● **WORK INSTRUCTIONS**:
#1 From the Confucius Institute passage, copy out everything from "The topic of" down to "helping Africa develop.".
#2 According to the Confucius Institute passage, at which university did Linda Thomas-Greenfield give her 2019 speech?

The latest example of this 21st century McCarthyism came at a Senate confirmation hearing for President Joe Biden's nominee for ambassador to the United Nations.
Linda Thomas-Greenfield felt she had to forcefully disavow a speech she made in 2019 to students at the historically black Savannah State University.
The topic of the rather bland speech was Chinese and U.S. initiatives in Africa, where she has worked for much of her diplomatic career.
Republican Senators tried to derail her 35-year career because of the speech, in which she rejected Cold War narratives and zero-sum approaches to helping Africa develop.
Thomas-Greenfield forcefully distanced herself from career-threatening passages like, "in the U.S.-China-Africa relationship, win-win-win cooperation is possible and common development can be achieved," and "those who would criticize Chinese predatory lending or the governments who accept these deals must also acknowledge that in many cases, the United States and the West is not showing up or offering viable alternatives."
Under fire from Republican Senators as being soft on China, Thomas-Greenfield said, "Truthfully, I wish I had not accepted the specific invitation, and I came across from the experience frankly alarmed at the way the Confucius Institutes were engaging with the Black community in Georgia."
In the current Red Scare, the Confucius Institute has been attacked for doing exactly what it and its counterparts are supposed to do – build bridges with other cultures.
Institutions like Germany's Goethe-Institut, France's Alliance Française, and the American Center are operating in cities around the world to bolster friendship and understanding.
This is apparently acceptable when other countries do it, but not for China.
A 2019 bipartisan report from the Senate found, "The Chinese government controls nearly every aspect of Confucius Institutes at U.S. schools, including its funding, staff, and all programming" and "has veto authority over events and speakers."
These are pure lies. Some American centers are operating in exactly the same way instead.
Students practice Chinese calligraphy at the Confucius Institute in San Francisco, California, U.S., September 27, 2014. /Xinhua
In the current anti-China atmosphere, a snare laid by former secretary of state Mike Pompeo on the way out the door threatens to trip up the Biden administration.
In his last days in office, Pompeo compared China to ISIL and the Nazis, and declared Beijing was conducting "genocide" in Xinjiang.

● **DATASET**:
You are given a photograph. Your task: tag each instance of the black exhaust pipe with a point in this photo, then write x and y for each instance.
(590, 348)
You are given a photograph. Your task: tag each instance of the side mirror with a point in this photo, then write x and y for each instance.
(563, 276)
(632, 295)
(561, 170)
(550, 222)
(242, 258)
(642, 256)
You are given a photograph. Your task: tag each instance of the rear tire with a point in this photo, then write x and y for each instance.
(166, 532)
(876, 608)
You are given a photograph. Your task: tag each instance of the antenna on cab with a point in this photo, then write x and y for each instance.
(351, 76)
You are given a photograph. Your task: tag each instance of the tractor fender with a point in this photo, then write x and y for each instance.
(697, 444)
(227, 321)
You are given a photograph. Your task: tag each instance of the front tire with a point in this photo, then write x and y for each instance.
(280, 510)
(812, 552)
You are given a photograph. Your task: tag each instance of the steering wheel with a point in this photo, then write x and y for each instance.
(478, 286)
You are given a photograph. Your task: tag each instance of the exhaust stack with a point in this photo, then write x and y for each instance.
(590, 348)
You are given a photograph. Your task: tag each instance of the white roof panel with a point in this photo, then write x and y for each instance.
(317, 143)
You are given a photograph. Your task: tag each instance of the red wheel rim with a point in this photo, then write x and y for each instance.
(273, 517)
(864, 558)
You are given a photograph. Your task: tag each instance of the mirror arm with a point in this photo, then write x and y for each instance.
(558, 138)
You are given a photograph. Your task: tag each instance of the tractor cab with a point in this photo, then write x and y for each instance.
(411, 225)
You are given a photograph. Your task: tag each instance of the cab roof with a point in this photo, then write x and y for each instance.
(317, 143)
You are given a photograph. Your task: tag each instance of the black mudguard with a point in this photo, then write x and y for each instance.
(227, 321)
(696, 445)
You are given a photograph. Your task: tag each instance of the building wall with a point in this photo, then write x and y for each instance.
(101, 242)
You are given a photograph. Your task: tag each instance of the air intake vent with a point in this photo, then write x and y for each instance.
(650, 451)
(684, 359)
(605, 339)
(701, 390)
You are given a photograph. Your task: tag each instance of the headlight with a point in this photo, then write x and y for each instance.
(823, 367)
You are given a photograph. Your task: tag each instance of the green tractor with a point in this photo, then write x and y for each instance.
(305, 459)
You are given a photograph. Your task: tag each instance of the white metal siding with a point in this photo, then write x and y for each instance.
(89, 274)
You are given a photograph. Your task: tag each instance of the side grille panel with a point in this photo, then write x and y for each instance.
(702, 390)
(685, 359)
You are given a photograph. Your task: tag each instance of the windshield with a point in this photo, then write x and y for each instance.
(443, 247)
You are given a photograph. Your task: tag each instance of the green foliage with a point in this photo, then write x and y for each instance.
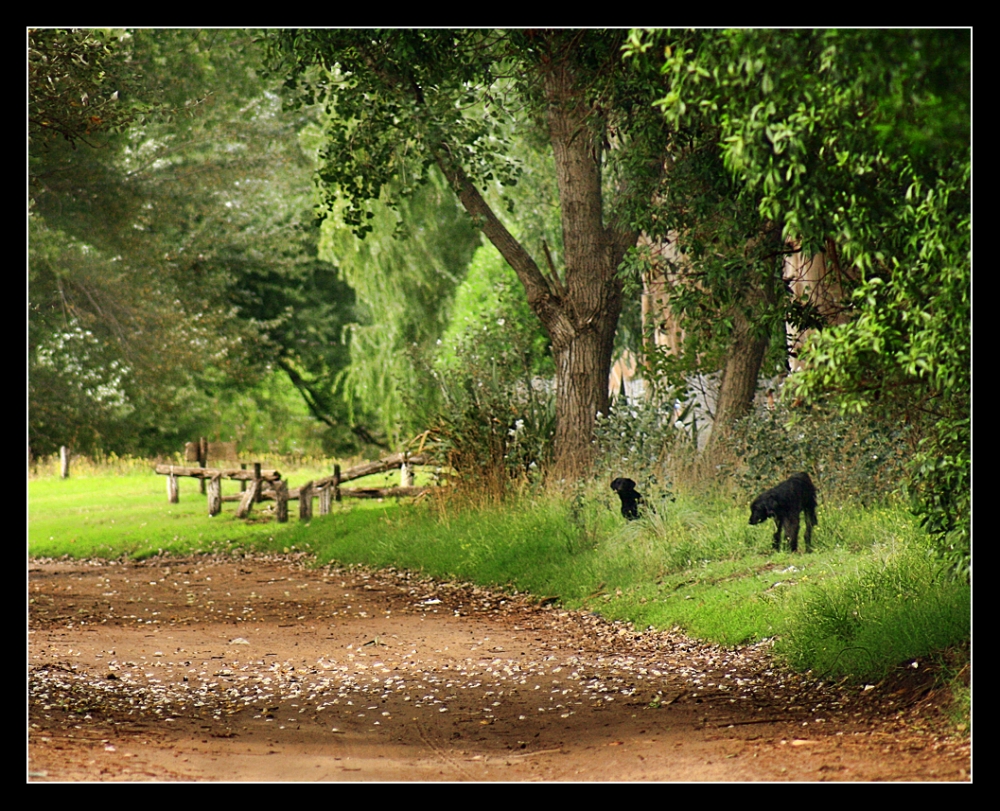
(392, 96)
(489, 294)
(849, 457)
(185, 246)
(496, 420)
(82, 83)
(862, 137)
(870, 597)
(405, 277)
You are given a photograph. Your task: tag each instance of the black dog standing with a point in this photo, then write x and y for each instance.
(630, 497)
(784, 503)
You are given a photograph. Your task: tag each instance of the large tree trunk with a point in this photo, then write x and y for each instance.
(581, 341)
(580, 311)
(741, 370)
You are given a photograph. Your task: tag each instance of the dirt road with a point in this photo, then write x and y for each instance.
(214, 669)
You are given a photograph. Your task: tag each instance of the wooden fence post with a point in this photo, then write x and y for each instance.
(173, 493)
(305, 501)
(215, 495)
(246, 503)
(281, 501)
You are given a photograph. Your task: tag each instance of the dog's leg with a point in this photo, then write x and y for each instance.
(810, 523)
(792, 531)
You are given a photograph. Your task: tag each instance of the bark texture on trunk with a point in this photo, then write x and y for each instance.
(580, 311)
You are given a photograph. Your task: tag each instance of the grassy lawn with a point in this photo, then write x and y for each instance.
(869, 597)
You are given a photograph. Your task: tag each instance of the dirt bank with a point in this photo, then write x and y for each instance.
(213, 669)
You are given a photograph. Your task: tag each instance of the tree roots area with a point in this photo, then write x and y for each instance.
(265, 669)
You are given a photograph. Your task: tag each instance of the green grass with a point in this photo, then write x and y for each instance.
(870, 597)
(122, 510)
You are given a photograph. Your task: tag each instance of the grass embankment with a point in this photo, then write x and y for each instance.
(868, 598)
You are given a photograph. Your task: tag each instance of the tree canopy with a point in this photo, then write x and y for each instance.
(861, 137)
(401, 101)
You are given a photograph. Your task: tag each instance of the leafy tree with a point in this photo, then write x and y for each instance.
(405, 273)
(81, 83)
(201, 270)
(861, 137)
(402, 101)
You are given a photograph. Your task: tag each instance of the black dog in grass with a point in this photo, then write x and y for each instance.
(631, 498)
(784, 503)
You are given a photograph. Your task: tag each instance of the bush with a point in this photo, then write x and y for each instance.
(848, 457)
(497, 419)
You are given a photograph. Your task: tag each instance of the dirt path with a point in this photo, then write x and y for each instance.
(210, 669)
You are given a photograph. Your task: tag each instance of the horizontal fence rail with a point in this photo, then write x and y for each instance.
(267, 485)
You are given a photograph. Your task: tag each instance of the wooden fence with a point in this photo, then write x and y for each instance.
(267, 485)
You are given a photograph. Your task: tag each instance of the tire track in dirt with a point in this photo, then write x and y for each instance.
(262, 669)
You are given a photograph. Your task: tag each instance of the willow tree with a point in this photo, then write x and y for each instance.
(402, 101)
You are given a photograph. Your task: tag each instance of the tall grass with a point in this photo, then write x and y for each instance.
(869, 598)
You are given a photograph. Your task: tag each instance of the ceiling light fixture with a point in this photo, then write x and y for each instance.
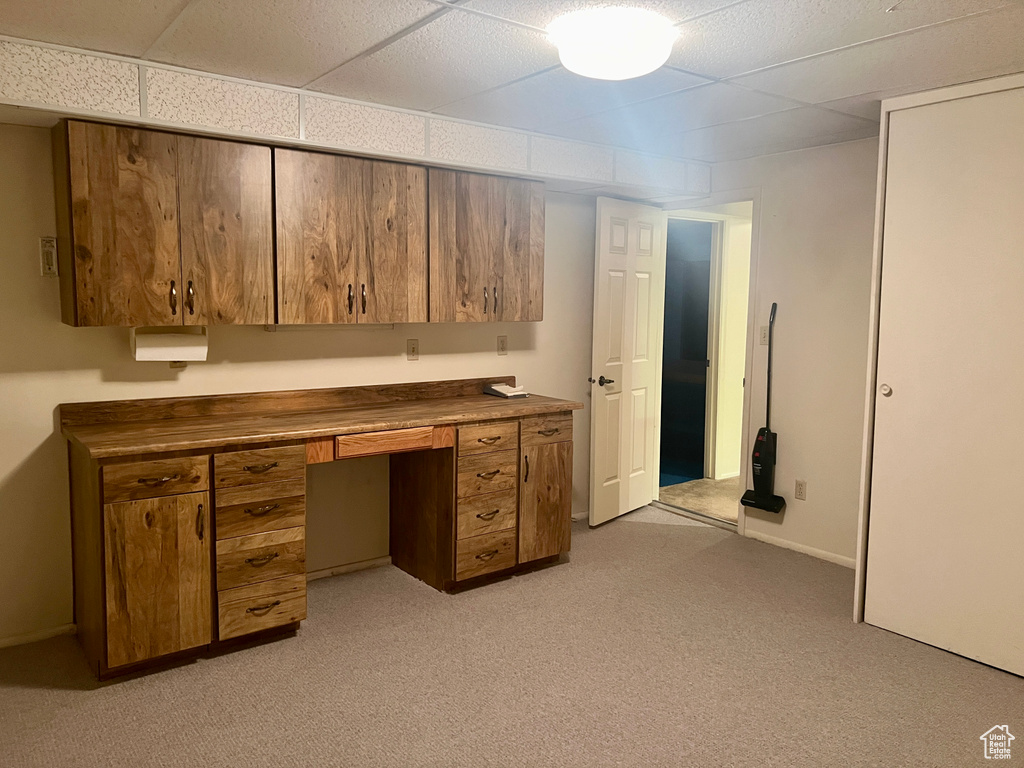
(612, 43)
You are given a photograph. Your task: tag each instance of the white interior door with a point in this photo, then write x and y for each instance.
(629, 291)
(946, 527)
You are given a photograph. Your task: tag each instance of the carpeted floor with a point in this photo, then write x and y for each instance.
(657, 645)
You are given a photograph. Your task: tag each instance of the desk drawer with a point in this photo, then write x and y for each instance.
(125, 482)
(256, 509)
(484, 438)
(485, 473)
(538, 430)
(484, 554)
(265, 465)
(261, 606)
(250, 559)
(486, 513)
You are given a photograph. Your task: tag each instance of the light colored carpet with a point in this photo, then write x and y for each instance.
(657, 645)
(716, 498)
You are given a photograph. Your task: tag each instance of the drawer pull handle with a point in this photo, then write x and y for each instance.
(155, 481)
(262, 610)
(260, 511)
(261, 559)
(258, 469)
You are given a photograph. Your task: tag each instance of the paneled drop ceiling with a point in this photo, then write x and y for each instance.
(747, 77)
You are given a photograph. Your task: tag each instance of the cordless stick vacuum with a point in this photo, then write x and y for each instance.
(763, 496)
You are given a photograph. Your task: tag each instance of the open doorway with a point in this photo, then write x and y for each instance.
(707, 292)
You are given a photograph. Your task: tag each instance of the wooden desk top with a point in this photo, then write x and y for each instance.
(221, 422)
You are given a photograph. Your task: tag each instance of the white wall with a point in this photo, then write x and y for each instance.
(814, 256)
(44, 363)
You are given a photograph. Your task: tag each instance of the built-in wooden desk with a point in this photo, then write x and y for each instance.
(188, 514)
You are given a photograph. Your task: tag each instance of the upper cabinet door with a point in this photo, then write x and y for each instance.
(393, 272)
(322, 236)
(226, 232)
(125, 268)
(486, 248)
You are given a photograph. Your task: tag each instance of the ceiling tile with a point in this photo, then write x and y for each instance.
(762, 33)
(557, 95)
(658, 123)
(124, 27)
(446, 60)
(970, 49)
(290, 43)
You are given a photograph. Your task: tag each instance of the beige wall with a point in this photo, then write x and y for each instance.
(44, 363)
(814, 246)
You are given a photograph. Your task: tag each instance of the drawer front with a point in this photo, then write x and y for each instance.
(265, 465)
(485, 473)
(538, 430)
(256, 509)
(261, 557)
(124, 482)
(485, 438)
(487, 513)
(484, 554)
(261, 606)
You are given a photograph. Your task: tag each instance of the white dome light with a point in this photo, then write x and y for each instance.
(612, 43)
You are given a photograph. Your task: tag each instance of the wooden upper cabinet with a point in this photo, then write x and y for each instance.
(351, 245)
(225, 203)
(486, 248)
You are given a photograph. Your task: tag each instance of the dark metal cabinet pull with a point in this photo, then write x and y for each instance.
(263, 609)
(258, 469)
(261, 559)
(260, 511)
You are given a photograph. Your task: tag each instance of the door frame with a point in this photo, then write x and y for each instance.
(694, 210)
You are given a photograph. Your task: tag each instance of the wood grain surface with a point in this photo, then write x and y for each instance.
(226, 220)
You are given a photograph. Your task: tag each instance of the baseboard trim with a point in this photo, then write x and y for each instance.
(34, 637)
(847, 562)
(351, 567)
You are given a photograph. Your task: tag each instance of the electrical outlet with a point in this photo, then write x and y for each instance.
(48, 257)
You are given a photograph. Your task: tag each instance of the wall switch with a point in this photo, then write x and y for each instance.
(48, 257)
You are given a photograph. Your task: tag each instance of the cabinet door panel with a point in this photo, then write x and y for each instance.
(124, 219)
(545, 501)
(394, 267)
(157, 557)
(226, 231)
(322, 236)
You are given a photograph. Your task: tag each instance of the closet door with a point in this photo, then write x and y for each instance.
(946, 527)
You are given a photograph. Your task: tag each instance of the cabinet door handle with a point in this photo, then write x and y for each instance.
(153, 482)
(263, 609)
(260, 511)
(261, 559)
(258, 469)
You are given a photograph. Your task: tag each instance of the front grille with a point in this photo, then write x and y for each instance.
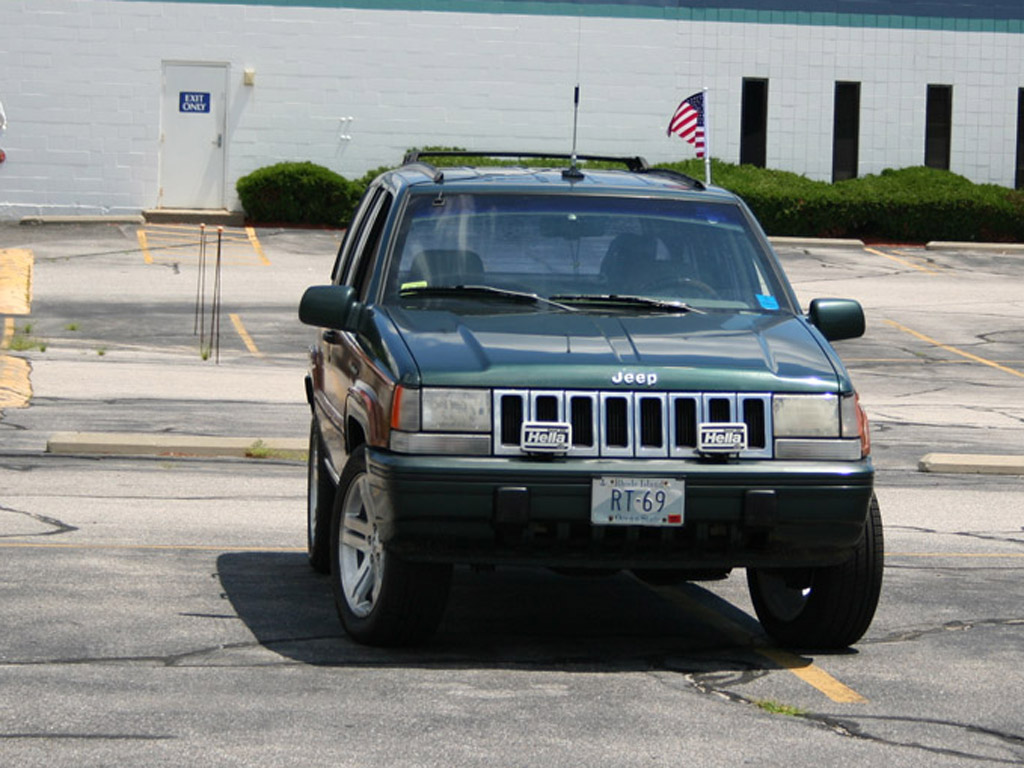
(632, 424)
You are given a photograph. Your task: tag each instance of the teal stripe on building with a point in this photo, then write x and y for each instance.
(953, 15)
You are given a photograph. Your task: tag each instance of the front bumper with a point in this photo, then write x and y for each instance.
(500, 510)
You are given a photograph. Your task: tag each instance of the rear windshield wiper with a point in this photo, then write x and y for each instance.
(460, 291)
(606, 299)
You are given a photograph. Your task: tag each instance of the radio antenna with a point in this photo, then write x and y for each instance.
(572, 172)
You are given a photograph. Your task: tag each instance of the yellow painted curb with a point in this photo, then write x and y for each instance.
(15, 281)
(15, 389)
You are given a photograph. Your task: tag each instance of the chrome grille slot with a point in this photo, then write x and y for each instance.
(650, 417)
(583, 417)
(754, 418)
(632, 424)
(511, 411)
(684, 409)
(616, 424)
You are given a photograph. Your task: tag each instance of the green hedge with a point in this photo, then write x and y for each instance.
(912, 205)
(298, 194)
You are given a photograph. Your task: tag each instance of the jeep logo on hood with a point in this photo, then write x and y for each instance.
(640, 379)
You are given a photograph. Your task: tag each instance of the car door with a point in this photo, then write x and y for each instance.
(346, 397)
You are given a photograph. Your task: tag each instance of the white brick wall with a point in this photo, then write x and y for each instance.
(81, 84)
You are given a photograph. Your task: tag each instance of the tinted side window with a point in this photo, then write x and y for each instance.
(353, 233)
(360, 264)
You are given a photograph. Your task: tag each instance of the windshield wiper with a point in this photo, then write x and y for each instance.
(458, 291)
(621, 299)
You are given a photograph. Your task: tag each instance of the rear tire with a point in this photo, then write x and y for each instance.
(381, 599)
(825, 607)
(320, 504)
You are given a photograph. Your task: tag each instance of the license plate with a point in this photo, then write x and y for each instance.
(637, 501)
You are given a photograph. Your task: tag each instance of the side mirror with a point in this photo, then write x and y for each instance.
(335, 307)
(837, 318)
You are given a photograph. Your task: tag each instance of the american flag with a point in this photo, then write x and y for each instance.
(688, 122)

● **EXPECTED ANSWERS**:
#1
The topic of the rather bland speech was Chinese and U.S. initiatives in Africa, where she has worked for much of her diplomatic career.
Republican Senators tried to derail her 35-year career because of the speech, in which she rejected Cold War narratives and zero-sum approaches to helping Africa develop.

#2 Savannah State University